* **The data**:

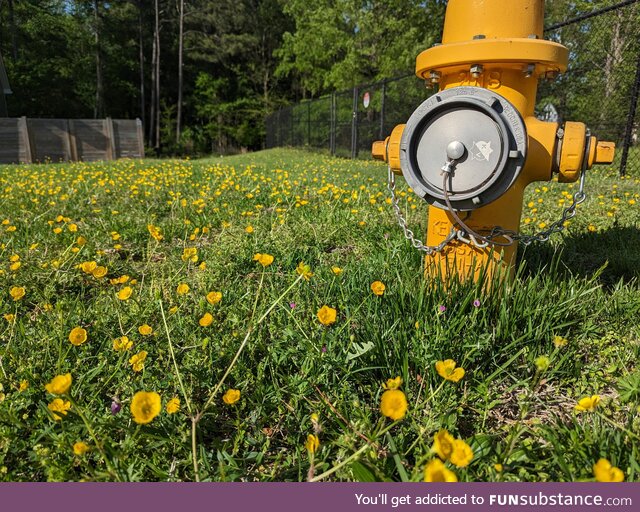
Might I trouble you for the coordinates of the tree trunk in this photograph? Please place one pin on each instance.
(180, 51)
(98, 110)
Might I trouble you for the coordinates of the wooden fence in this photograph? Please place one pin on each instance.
(25, 140)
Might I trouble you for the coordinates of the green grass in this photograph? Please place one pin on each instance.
(326, 212)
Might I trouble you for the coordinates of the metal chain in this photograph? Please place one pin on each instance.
(510, 236)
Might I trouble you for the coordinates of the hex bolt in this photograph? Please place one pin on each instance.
(476, 70)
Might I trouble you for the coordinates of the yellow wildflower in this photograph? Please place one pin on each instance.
(327, 315)
(78, 336)
(59, 406)
(443, 444)
(145, 406)
(312, 444)
(393, 404)
(60, 384)
(214, 297)
(377, 287)
(137, 360)
(206, 320)
(435, 471)
(17, 292)
(125, 293)
(447, 370)
(145, 330)
(264, 259)
(588, 403)
(605, 472)
(173, 405)
(80, 448)
(231, 396)
(462, 453)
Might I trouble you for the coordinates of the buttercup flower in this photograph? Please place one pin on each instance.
(214, 297)
(59, 406)
(313, 443)
(378, 288)
(78, 336)
(80, 448)
(393, 383)
(327, 315)
(137, 360)
(264, 259)
(17, 292)
(206, 320)
(605, 472)
(443, 444)
(231, 396)
(173, 405)
(447, 370)
(393, 404)
(462, 453)
(59, 385)
(588, 403)
(145, 406)
(435, 471)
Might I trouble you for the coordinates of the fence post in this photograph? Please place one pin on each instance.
(630, 120)
(384, 97)
(354, 125)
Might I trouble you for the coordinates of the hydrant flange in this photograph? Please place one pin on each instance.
(492, 138)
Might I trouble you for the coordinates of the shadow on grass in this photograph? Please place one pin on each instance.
(583, 255)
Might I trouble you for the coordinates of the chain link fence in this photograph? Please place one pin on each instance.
(600, 88)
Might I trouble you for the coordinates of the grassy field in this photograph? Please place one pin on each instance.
(142, 276)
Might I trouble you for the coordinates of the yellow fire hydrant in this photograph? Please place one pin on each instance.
(472, 148)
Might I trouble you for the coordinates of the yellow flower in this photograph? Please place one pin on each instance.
(559, 341)
(88, 266)
(393, 383)
(462, 453)
(206, 320)
(155, 232)
(377, 287)
(443, 444)
(80, 448)
(435, 471)
(231, 396)
(122, 343)
(17, 292)
(190, 254)
(304, 270)
(447, 370)
(137, 360)
(145, 330)
(77, 336)
(59, 405)
(327, 315)
(312, 444)
(125, 293)
(588, 403)
(393, 404)
(173, 405)
(264, 259)
(59, 385)
(145, 406)
(214, 297)
(605, 472)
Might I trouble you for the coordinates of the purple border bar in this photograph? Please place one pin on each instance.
(321, 497)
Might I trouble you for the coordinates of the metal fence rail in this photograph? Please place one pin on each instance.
(601, 88)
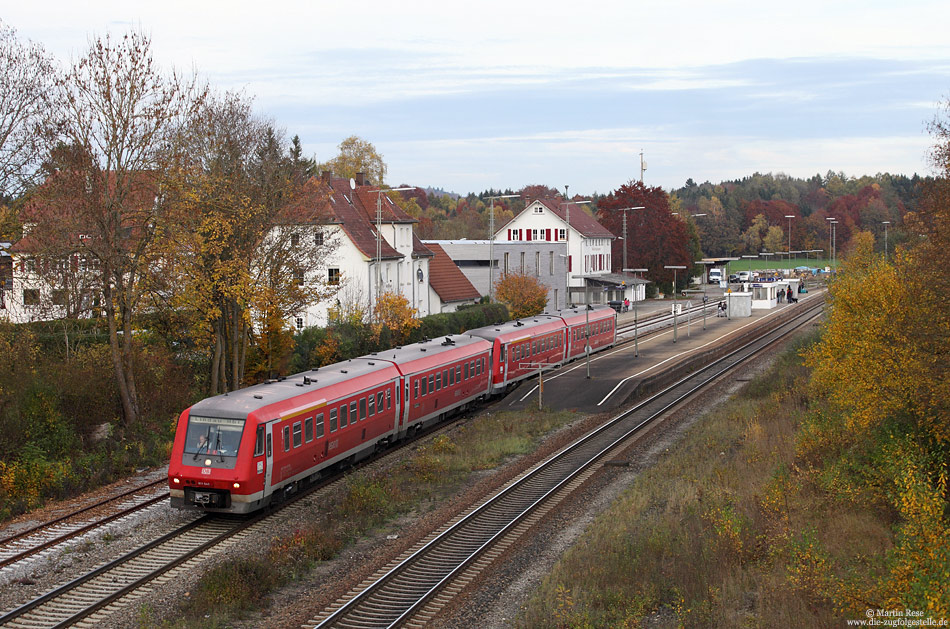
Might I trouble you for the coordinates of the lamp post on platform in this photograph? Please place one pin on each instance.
(790, 217)
(636, 342)
(675, 268)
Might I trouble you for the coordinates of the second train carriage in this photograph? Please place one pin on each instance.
(439, 376)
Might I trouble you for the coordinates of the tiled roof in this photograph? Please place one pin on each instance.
(447, 280)
(581, 221)
(350, 212)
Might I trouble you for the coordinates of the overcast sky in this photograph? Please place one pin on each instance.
(468, 96)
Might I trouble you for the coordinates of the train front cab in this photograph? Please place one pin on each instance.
(208, 468)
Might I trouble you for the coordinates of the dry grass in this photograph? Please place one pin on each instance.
(723, 532)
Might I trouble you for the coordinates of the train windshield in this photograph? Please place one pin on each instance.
(213, 436)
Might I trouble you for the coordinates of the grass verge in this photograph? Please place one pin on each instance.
(724, 531)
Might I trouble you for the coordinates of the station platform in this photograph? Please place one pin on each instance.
(616, 374)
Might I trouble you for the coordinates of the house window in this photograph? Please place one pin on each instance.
(31, 297)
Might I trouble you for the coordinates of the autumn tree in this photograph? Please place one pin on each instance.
(655, 237)
(27, 111)
(246, 233)
(357, 156)
(120, 127)
(524, 294)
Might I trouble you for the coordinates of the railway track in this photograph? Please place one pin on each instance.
(51, 534)
(413, 589)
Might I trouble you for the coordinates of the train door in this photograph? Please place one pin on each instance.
(269, 455)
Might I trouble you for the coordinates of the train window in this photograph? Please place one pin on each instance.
(259, 442)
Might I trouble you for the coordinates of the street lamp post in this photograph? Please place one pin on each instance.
(636, 342)
(885, 223)
(675, 268)
(790, 217)
(491, 243)
(379, 234)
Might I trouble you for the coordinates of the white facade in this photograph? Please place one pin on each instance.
(588, 243)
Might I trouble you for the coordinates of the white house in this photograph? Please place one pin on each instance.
(588, 243)
(362, 265)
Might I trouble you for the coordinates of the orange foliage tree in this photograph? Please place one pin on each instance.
(524, 295)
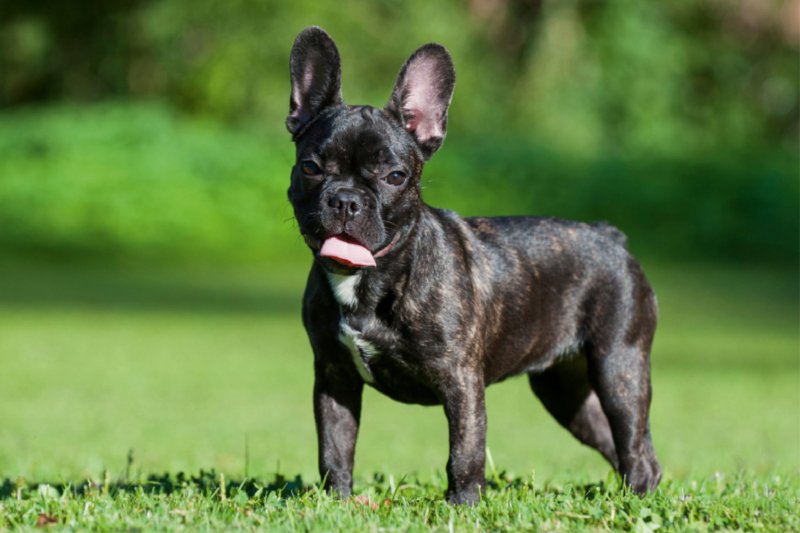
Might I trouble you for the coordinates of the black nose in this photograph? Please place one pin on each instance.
(347, 203)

* **Work item**:
Each line above should be printed again exactly, though the pictures should not be.

* **Output**:
Might I trouble you for the coordinates of the tree trunk in this photograph? Please place one pin on each instance.
(180, 51)
(98, 110)
Might I trouble you for the coordinates of the wooden fence in this photograph? Please place one pin on each instance.
(25, 140)
Might I trouble you for the coordinates of the green grass in this photograph? Please place one pin on each instance.
(326, 212)
Might I trouble you for the coordinates of the metal chain in this photograph? Please place one pin on each instance.
(510, 236)
Might I trouble you for the coordinates of the hex bolt in this photograph? Please place one pin on each instance.
(476, 70)
Might I trouble you for the coordinates of the yellow wildflower in this photograph? Please place one pin on each instance.
(327, 315)
(78, 336)
(59, 406)
(443, 444)
(145, 406)
(312, 444)
(393, 404)
(60, 384)
(214, 297)
(377, 287)
(137, 360)
(206, 320)
(435, 471)
(17, 292)
(125, 293)
(447, 370)
(145, 330)
(264, 259)
(588, 403)
(605, 472)
(173, 405)
(80, 448)
(231, 396)
(462, 453)
Might I trouble you for the coordinates of the buttercup flower in this photograph? Please place one pin on each instance.
(214, 297)
(59, 406)
(313, 443)
(378, 288)
(78, 336)
(80, 448)
(393, 383)
(327, 315)
(137, 360)
(264, 259)
(17, 292)
(206, 320)
(605, 472)
(443, 444)
(231, 396)
(173, 405)
(447, 370)
(393, 404)
(462, 453)
(59, 385)
(588, 403)
(145, 406)
(435, 471)
Might I trouble you for the coordinates of the fence post in this photograph? Please place one pin on each instance.
(630, 120)
(384, 97)
(354, 125)
Might I trouble you for the coordinates of the hydrant flange in this photograph? Please place one pin on each instance.
(492, 138)
Might I trouble you for the coordinates of the shadow on grass in this photograph? Please place one pin on each instance.
(583, 255)
Might I trouble you for the coordinates of the chain link fence in this photograph? Please place one pin on each instance.
(600, 88)
Might I trouble you for the coordinates of the grassy field in this photograph? Please place one pin on each instance.
(142, 276)
Might I trouble you for the coordinates of the yellow fire hydrant in this photograph? Please place one pin on each instance.
(472, 148)
Might I trouble you for the coordinates of the yellow flower in this photograph? Please place one pin on each instance.
(559, 341)
(88, 266)
(393, 383)
(462, 453)
(206, 320)
(155, 232)
(377, 287)
(443, 444)
(80, 448)
(435, 471)
(231, 396)
(122, 343)
(17, 292)
(190, 254)
(304, 270)
(447, 370)
(137, 360)
(145, 330)
(77, 336)
(59, 405)
(327, 315)
(312, 444)
(125, 293)
(588, 403)
(393, 404)
(173, 405)
(264, 259)
(59, 385)
(145, 406)
(214, 297)
(605, 472)
Might I trouble you for the coordinates of the purple border bar in this photograph? Please place one pin on each instance.
(321, 497)
Might I trouble you for the coordinates of the metal fence rail in this photograph? Please place one pin on each instance.
(601, 88)
Might I trouble you for the coordinates of the lamp post on platform in this photograph? Please place one pin on each instance.
(790, 217)
(636, 342)
(675, 268)
Might I trouble you for the coordinates of the second train carriage in this photograph? Please place one pin on each instance.
(439, 376)
Might I trouble you for the coordinates of the tiled roof in this photograph? Please place one pin on each instance.
(447, 280)
(581, 221)
(350, 212)
Might I trouble you for the coordinates of the overcast sky in this photograph? Please place one pin on each instance.
(468, 96)
Might I trouble you for the coordinates of the train front cab in this photograph? Please place one pin on each instance.
(208, 468)
Might I trouble you for the coordinates of the dry grass in this photograph? Please place one pin on each instance.
(723, 532)
Might I trouble you for the coordinates of the train windshield in this photograph? Please place one pin on each instance.
(213, 436)
Might I trouble you for the coordinates of the grass verge in this photograph? Please place one pin on each instance.
(724, 531)
Might I trouble you for the coordinates of the station platform in this photograph? Please place one pin on each instance.
(616, 374)
Might I trouble you for the coordinates of the house window in this photograph? Please place one pin on each instance.
(31, 297)
Might I trouble you for the coordinates of the autumn tree in this photograph? Please place one pin on each instance.
(655, 237)
(27, 111)
(246, 233)
(357, 156)
(120, 127)
(524, 294)
Might I trouble you for the coordinates of the railway track in this photograph? Please place one pin on each instance.
(51, 534)
(413, 589)
Might I trouble you for the coordinates of the train door in this photograph? Please place one pin on each instance.
(269, 455)
Might I trouble you for the coordinates of the train window in this photograph? Please place one pin on each instance.
(259, 442)
Might I trouble you for the coordinates of the street lamp post in this photograph? Please place one pin on each instance.
(636, 342)
(885, 223)
(675, 268)
(790, 217)
(491, 243)
(379, 234)
Might I trouble you for the coordinates of the white facade in this photograph? Please place one pin on each instance.
(588, 243)
Might I trouble you for the coordinates of the white house in this photograph? Please place one pin on each instance.
(588, 243)
(362, 265)
Might I trouble you for the coordinates of the orange foliage tree in this photograph? Please place one pin on each instance.
(524, 295)
Might I trouble you for the coordinates of the black nose in this photograph? Please place one pin on each instance.
(347, 203)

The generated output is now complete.